[Texte fourni]
((

1973-2023. Agir / Non agir / Réagir
Du temps des héritages au temps de l’action ?

Colloque international 26, 27 et 28 juin 2023 Université de Poitiers

Organisé par le laboratoire FoReLLIS (Formes et Représentations en linguistique et littérature, image et scène) et l’IEAQ (Institut d’Etudes Acadiennes et Québécoises) de l’Université de Poitiers.

En partenariat avec l’Université Sainte-Anne (Pointe-de-l’église), le laboratoire MIMMOC (Poitiers), la chaire Senghor de la francophonie nord-américaine (Poitiers), le projet, le Laboratoire Plurielles de l’Université de Bordeaux Montaigne, le réseau FrancophoNéA et le laboratoire EHIC de Limoges.

Comité d’organisation : Stéphane Bikialo, Ariane Le Moing, André Magord, Julien Rault

Comité scientifique : Chloé Conant-Ouaked (Université de Limoges), Pénélope Cormier (Université de Moncton, campus d’Edmunston), Emir Delic (Université Sainte-Anne), Hélène Destrempes (Université de Moncton), Maurizzio Gatti (Conservatoire de musique et d’art dramatique du Québec), Jean-Michel Gouvard (Université de Bordeaux Montaigne), Anne-Cécile Guilbard (Université de Poitiers), Lucie Hotte (Université d’Ottawa), Anne-Yvonne Julien (Université de Poitiers), Magali Nachtergael (Université Bordeaux Montaigne), Mathilde Rimaud (Université de Poitiers et réseau Axiales), Jimmy Thibault (Université Sainte-Anne)

))

[Lignes]
((

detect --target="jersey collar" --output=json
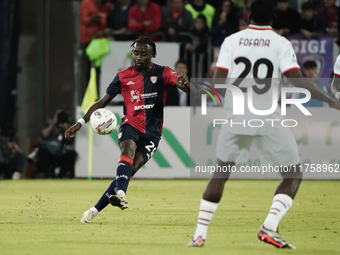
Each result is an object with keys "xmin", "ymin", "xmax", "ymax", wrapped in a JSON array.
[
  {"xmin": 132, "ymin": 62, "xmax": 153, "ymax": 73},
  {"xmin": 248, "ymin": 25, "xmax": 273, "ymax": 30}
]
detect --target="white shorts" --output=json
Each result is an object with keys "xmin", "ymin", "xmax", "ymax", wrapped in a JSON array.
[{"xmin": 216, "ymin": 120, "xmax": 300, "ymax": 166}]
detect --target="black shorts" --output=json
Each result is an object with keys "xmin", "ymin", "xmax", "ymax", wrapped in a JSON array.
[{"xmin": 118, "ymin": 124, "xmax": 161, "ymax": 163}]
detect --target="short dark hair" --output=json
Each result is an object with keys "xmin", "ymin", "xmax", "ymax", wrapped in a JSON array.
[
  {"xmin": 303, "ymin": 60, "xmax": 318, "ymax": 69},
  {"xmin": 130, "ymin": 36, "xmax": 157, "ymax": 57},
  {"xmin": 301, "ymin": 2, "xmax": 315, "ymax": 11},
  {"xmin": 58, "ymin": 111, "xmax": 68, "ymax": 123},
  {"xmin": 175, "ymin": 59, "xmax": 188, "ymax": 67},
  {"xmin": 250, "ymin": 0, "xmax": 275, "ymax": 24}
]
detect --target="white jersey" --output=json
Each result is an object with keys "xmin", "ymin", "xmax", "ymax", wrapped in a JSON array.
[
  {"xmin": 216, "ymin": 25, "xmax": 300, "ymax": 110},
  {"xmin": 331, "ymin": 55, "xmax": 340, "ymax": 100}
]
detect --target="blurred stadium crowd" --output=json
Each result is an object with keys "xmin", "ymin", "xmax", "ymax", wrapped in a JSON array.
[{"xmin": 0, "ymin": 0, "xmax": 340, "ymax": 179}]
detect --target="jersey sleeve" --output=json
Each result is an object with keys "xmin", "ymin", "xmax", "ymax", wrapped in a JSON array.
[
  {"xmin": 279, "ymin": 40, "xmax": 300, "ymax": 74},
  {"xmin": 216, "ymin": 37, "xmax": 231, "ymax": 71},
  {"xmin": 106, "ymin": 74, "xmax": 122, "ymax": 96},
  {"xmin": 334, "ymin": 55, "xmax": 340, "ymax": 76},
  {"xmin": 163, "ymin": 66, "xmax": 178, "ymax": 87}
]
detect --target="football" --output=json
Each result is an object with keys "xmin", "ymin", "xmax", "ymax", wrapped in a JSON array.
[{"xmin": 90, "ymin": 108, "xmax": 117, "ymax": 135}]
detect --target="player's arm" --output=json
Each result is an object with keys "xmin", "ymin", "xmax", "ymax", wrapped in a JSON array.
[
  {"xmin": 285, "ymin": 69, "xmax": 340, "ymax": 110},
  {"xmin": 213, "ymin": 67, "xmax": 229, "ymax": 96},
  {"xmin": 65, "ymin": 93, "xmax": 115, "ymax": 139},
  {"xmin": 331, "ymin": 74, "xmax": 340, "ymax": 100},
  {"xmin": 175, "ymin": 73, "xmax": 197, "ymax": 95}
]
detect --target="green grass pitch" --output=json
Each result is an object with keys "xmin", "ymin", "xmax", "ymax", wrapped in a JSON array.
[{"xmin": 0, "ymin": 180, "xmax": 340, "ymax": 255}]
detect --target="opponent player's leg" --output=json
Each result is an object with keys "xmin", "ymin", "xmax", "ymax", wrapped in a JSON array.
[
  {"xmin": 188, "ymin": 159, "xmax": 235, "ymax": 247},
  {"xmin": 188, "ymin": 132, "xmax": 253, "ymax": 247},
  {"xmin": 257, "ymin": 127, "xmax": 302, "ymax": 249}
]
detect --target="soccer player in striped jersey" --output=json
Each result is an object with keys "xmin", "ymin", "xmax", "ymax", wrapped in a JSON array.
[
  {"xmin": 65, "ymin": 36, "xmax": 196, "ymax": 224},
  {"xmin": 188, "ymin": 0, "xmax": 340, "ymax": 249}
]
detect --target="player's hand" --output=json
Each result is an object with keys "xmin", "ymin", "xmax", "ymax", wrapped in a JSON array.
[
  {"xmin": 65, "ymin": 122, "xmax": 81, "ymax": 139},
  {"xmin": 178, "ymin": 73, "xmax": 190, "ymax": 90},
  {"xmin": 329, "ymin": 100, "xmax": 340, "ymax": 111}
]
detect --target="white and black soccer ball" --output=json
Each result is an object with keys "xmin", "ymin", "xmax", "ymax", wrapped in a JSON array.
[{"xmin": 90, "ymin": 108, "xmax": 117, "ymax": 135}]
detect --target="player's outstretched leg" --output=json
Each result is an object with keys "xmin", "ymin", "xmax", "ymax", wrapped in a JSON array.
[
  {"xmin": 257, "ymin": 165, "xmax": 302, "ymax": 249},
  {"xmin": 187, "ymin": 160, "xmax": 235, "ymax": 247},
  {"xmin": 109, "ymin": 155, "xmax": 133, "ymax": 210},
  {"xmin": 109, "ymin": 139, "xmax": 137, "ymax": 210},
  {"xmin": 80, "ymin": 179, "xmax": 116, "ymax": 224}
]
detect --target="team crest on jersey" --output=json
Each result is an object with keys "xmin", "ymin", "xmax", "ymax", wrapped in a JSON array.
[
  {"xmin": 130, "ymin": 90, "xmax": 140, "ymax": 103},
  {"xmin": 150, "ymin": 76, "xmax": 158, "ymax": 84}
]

))
((

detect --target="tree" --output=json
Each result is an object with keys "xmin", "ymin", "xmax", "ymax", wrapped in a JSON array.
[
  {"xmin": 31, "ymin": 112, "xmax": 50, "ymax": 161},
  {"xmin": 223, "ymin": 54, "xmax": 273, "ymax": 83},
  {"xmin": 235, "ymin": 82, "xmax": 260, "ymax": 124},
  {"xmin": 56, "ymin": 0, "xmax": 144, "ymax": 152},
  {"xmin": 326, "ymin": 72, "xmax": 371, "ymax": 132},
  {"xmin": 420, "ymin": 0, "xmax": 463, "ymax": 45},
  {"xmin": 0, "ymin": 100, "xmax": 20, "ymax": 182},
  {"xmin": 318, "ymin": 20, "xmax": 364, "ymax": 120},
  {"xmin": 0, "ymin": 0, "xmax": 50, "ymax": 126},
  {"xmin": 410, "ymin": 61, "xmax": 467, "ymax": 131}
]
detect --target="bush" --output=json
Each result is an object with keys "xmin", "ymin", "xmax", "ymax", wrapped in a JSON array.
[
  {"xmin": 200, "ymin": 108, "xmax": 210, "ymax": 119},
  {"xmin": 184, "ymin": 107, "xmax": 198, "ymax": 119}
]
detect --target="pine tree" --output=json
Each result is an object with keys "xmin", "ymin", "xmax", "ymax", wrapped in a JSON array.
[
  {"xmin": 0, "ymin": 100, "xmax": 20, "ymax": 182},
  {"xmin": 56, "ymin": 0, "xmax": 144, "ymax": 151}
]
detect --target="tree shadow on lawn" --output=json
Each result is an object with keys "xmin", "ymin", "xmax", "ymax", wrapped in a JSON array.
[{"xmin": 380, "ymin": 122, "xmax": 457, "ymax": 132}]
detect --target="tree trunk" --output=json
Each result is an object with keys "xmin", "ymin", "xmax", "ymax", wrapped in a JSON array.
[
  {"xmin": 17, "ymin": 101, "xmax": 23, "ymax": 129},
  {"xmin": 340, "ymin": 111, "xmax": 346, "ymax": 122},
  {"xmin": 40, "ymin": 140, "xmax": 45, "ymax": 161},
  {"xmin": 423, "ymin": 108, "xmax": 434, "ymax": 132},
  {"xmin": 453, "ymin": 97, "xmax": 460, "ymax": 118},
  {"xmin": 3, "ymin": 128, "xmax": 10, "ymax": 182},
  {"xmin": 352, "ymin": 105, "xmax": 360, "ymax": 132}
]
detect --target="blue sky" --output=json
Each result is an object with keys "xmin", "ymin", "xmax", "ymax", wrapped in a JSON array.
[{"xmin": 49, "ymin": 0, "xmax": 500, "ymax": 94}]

))
((

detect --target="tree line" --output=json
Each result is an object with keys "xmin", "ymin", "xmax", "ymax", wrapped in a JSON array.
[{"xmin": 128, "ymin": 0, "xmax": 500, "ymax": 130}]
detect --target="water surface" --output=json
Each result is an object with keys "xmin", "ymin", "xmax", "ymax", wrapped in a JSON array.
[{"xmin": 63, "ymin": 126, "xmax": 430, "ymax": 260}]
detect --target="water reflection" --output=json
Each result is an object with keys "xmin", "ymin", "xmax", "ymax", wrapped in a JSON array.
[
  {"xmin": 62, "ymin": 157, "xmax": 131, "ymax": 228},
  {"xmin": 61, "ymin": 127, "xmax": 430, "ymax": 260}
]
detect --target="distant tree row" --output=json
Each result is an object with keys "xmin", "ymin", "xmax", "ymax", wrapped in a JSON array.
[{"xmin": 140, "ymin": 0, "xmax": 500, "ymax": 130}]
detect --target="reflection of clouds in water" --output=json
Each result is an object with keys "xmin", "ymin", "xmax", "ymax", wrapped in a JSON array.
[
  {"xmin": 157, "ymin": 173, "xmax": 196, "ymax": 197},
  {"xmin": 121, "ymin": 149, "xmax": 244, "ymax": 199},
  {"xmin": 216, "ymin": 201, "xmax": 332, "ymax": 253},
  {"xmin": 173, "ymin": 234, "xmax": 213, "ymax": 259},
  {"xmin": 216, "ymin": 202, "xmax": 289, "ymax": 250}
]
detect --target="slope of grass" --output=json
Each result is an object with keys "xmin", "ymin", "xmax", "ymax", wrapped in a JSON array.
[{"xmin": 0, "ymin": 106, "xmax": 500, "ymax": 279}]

))

[Consigne]
Recopiez fidèlement le passage du texte fourni en commençant à « Comité d’organisation : Stéphane » et en terminant à « Thibault (Université Sainte-Anne) ».

[Exercice corrigé]
Comité d’organisation : Stéphane Bikialo, Ariane Le Moing, André Magord, Julien Rault

Comité scientifique : Chloé Conant-Ouaked (Université de Limoges), Pénélope Cormier (Université de Moncton, campus d’Edmunston), Emir Delic (Université Sainte-Anne), Hélène Destrempes (Université de Moncton), Maurizzio Gatti (Conservatoire de musique et d’art dramatique du Québec), Jean-Michel Gouvard (Université de Bordeaux Montaigne), Anne-Cécile Guilbard (Université de Poitiers), Lucie Hotte (Université d’Ottawa), Anne-Yvonne Julien (Université de Poitiers), Magali Nachtergael (Université Bordeaux Montaigne), Mathilde Rimaud (Université de Poitiers et réseau Axiales), Jimmy Thibault (Université Sainte-Anne)